▶ [EXCERPT]
Have you seen Elizabeth Gilbert at TED? The video has become a bit of a sensation on the web and if you watch it, you’ll see why. Ms. Gilbert is the author of Eat, Pray, Love. TED stands for Technology, Entertainment, Design; it’s a nonprofit organization that brings together speakers from the arts and sciences and politics several times a year. Ms. Gilbert’s talk was a hit at the most recent get-together.

She was talking about the enormous and unexpected (to her) success of Eat, Pray, Love and how she was struggling with the pressure to follow the book up with something as good or better. What helped her, she said, was to jettison the contemporary concept that the artist is the genius who produces the work and go back to the ancient Roman idea that the artist has the genius (a Latin word). This entity is not ourselves, but something that lives within us–a muse or guardian creative spirit. Thus, Elizabeth Gilbert says, it’s not we fallible mortals who are doing the work, but some mysterious force within and beyond us. And that takes all the pressure off.

▶ [AIM OF THE TASK]
Write what comes next in the piece on Elizabeth Gilbert's TED talk, picking up after its last sentence. The records have nothing to do with what you are asked to do here.

▶ [RECORD EXCERPTS]

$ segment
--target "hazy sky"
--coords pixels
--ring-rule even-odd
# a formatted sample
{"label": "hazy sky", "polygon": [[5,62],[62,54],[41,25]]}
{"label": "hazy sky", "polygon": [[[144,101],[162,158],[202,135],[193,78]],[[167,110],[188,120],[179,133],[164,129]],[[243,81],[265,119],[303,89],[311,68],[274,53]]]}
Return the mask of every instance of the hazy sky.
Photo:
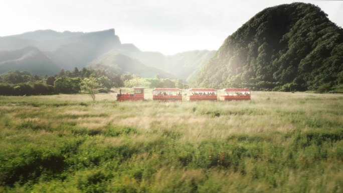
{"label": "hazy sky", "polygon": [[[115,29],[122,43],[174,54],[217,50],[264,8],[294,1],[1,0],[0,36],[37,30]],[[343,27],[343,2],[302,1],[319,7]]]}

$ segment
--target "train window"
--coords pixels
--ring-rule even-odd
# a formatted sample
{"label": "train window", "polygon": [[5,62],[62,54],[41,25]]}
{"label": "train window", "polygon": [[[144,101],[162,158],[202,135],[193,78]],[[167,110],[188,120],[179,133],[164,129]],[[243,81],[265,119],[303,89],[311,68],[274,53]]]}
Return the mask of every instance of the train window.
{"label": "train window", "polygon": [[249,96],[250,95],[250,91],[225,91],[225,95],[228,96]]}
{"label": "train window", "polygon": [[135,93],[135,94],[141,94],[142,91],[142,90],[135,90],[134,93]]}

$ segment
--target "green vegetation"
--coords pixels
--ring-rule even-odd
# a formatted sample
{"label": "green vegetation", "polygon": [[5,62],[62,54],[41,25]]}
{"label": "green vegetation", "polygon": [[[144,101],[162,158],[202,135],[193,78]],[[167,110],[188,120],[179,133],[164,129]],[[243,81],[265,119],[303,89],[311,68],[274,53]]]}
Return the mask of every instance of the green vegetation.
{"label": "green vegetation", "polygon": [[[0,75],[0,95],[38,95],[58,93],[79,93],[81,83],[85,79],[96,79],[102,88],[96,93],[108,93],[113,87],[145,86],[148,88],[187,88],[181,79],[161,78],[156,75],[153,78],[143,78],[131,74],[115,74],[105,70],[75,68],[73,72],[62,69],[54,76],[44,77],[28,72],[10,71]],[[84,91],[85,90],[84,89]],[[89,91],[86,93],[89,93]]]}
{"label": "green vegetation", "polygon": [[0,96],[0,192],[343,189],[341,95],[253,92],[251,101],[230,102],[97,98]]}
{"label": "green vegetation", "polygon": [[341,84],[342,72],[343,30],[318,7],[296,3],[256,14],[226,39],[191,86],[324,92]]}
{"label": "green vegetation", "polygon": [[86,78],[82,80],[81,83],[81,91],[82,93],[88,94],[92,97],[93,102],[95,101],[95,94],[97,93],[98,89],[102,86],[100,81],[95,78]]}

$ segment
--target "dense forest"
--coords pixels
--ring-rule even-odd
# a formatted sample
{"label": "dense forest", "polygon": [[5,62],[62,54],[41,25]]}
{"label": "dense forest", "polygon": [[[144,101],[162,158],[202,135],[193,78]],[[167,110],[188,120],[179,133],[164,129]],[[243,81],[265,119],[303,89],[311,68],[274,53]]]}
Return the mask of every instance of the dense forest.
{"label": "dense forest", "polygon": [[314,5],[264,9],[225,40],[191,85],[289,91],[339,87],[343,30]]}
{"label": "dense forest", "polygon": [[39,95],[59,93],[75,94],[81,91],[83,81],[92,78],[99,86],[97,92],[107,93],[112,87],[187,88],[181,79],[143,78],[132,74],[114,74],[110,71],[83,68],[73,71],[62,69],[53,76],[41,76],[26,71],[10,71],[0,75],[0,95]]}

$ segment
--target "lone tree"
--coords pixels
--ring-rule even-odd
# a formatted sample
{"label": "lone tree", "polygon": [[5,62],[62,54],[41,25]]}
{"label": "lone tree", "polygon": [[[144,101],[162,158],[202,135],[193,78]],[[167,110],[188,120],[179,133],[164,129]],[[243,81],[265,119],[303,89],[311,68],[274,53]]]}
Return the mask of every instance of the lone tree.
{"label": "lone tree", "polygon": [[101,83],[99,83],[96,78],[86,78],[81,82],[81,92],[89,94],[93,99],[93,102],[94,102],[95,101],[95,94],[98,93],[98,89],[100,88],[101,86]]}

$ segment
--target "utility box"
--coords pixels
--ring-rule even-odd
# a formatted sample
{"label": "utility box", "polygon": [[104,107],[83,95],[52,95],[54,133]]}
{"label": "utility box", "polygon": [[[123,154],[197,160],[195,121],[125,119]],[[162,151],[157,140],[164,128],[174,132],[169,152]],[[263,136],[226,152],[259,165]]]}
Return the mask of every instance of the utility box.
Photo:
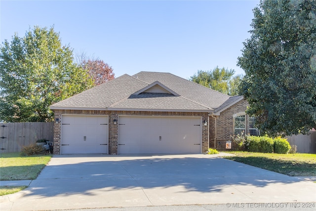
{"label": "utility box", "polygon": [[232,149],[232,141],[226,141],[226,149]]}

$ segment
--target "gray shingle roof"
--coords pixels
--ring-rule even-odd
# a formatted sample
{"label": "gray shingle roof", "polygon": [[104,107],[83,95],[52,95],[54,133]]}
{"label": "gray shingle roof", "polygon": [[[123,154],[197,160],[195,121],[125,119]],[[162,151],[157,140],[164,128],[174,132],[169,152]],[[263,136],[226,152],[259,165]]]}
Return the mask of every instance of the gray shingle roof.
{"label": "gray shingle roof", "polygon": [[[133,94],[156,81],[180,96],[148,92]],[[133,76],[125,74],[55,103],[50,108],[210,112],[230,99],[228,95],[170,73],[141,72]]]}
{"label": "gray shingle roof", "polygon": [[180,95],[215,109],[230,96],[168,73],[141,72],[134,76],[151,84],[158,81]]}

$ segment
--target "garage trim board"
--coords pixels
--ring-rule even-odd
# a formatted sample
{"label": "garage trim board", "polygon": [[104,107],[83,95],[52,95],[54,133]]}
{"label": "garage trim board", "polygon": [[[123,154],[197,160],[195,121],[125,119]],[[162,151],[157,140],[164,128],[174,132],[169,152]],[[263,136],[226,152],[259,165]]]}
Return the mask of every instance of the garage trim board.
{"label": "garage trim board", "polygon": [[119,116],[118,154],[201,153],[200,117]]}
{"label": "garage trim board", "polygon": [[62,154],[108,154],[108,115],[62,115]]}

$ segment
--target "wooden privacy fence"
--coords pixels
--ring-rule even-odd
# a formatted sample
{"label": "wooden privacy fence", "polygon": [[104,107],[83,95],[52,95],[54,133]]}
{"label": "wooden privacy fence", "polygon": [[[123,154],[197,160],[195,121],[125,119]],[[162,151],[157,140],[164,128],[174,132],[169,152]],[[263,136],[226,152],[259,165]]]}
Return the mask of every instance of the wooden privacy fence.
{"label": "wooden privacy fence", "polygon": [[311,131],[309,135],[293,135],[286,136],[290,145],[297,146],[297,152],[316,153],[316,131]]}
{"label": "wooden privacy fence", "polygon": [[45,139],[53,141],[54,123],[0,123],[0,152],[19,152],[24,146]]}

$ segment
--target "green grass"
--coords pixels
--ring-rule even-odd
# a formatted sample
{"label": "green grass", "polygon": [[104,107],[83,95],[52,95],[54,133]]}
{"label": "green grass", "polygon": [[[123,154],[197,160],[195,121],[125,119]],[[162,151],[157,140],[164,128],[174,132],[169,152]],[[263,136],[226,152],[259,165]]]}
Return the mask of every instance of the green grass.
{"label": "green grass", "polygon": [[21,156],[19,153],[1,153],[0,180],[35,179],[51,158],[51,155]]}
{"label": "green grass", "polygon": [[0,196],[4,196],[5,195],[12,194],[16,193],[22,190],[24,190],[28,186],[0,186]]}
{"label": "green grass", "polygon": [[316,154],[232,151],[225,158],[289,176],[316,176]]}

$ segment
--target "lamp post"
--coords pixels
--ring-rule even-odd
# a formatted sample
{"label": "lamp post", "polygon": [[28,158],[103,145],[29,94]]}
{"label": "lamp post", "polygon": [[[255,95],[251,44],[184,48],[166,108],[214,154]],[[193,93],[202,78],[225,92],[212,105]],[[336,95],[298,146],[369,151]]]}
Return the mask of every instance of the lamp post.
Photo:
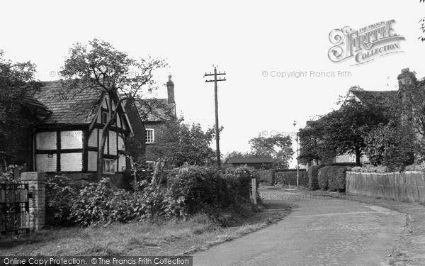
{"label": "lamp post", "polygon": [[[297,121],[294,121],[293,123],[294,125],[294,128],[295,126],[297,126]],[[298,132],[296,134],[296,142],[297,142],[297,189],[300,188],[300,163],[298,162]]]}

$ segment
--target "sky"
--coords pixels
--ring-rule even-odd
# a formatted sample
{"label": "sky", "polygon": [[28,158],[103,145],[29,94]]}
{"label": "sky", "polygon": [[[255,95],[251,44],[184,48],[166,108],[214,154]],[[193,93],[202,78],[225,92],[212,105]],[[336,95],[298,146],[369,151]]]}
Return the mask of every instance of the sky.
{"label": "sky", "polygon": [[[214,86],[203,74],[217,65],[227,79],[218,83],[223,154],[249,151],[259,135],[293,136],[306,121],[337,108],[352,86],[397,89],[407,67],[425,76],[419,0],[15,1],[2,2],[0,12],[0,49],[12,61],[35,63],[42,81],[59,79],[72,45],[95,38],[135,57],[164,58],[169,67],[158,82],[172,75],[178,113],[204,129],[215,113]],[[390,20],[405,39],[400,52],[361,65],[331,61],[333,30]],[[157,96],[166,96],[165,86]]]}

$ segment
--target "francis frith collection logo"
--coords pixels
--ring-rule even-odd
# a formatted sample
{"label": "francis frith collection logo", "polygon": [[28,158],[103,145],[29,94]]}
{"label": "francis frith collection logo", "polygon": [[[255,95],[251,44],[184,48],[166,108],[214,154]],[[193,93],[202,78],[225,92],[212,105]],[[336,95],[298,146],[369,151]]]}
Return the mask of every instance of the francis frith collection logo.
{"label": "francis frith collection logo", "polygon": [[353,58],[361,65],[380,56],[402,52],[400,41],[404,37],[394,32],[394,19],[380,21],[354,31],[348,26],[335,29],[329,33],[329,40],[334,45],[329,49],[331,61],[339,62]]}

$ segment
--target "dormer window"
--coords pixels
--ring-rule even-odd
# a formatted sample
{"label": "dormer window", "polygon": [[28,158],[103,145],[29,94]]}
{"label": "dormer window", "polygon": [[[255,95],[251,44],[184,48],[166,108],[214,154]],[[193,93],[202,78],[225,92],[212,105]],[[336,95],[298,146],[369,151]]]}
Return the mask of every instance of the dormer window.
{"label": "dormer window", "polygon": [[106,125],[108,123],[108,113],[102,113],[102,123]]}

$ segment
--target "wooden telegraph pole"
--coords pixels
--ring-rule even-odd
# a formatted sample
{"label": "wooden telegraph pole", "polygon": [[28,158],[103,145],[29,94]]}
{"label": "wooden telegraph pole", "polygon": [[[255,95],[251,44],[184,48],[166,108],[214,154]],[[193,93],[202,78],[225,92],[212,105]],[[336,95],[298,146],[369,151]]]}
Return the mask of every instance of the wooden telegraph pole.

▶ [REPLY]
I agree. And I’d like to tilt the concept into a slightly darker channel.

Personal anguish

What happens to us as artists when our personal lives have gone off the rails? When we’re lost or in trouble, when we’ve hurt ourselves or someone we love, when it’s three in the morning and sunrise feels like it’s never going to come?

In my own experience, some of my best work has been done when my personal life was totally underwater.

This seems to make no sense. How can we do good work when it’s all we can do to keep swimming? But we can. Weird as it seems, inner agony never hurt an artist or an entrepreneur.

The Muse is hardcore

The painter paints and the writer writes from a place that has nothing to do with the personal. Where do ideas come from? How do breakthroughs manifest themselves? This stuff is percolating at a level way beneath heartbreak, illness, deaths of loved ones, addiction, jail terms, being waterboarded. Even our crimes against others and ourselves are absolved on the level where creativity takes place.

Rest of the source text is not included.